Repeat the items below word for word, starting at the line that contains "In this exercise you will mark each instance of the dark" and ending at the final item.

### DATASET EXCERPTS
** start **
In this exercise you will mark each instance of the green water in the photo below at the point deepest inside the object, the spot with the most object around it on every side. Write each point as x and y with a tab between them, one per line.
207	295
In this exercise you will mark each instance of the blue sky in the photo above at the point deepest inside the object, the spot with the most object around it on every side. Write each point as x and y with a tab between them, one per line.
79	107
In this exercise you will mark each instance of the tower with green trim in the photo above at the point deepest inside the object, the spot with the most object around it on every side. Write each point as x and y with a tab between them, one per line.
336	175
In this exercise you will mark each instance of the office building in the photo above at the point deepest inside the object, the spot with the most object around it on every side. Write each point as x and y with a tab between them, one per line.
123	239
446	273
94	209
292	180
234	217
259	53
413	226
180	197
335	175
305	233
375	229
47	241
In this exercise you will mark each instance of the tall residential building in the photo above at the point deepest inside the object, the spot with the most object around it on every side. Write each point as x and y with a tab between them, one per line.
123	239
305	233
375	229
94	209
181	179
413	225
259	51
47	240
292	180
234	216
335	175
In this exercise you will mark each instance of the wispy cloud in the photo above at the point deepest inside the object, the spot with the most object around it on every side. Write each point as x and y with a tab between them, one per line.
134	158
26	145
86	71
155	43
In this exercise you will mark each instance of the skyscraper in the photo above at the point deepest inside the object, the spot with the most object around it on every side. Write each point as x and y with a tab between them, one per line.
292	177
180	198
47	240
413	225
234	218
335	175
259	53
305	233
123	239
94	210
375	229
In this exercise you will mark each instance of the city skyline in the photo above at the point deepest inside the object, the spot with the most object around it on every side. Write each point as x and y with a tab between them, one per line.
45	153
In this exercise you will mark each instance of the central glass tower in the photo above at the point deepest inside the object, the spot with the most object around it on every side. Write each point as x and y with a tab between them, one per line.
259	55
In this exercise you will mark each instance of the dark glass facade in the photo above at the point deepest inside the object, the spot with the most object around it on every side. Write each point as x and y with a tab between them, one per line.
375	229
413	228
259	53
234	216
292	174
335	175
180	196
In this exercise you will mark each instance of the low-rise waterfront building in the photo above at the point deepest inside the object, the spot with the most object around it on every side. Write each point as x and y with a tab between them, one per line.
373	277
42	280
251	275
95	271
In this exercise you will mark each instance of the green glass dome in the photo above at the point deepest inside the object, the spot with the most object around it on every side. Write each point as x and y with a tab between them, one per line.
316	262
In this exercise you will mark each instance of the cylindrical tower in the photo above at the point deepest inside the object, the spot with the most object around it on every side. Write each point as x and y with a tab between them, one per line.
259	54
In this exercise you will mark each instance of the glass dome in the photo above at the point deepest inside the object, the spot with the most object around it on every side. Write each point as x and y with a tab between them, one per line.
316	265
** end **
### OUTPUT OF THE EXERCISE
In this exercise you will mark each instance of the dark glass facade in the photo above at the point deepest inside the object, the spot with the most object around it on every side. Write each point as x and y with a tab between them, one per line.
375	229
413	228
259	53
234	216
292	174
335	175
180	196
In this exercise you will mark each instance of the low-rise waterfront building in the photo above at the point deepest inside the object, the spot with the most object around it on every side. Write each point as x and y with a tab between them, one per line.
373	277
42	280
251	275
95	271
In this exercise you will mark each instance of the green glass dome in the photo above at the point deepest inside the object, the spot with the most object around it on every side. Write each point as x and y with a tab between them, one per line.
316	262
In this exercise you will mark each instance of the cylindrical tower in the photo above at the point deepest inside the object, the spot with the most object around it on every side. Write each point as x and y with a tab between them, one per line.
259	54
In this exercise you will mark each instance of the glass dome in the photo above at the point deepest inside the object, the spot with the most object around it on every side. Write each point as x and y with a tab between them, one per line.
316	265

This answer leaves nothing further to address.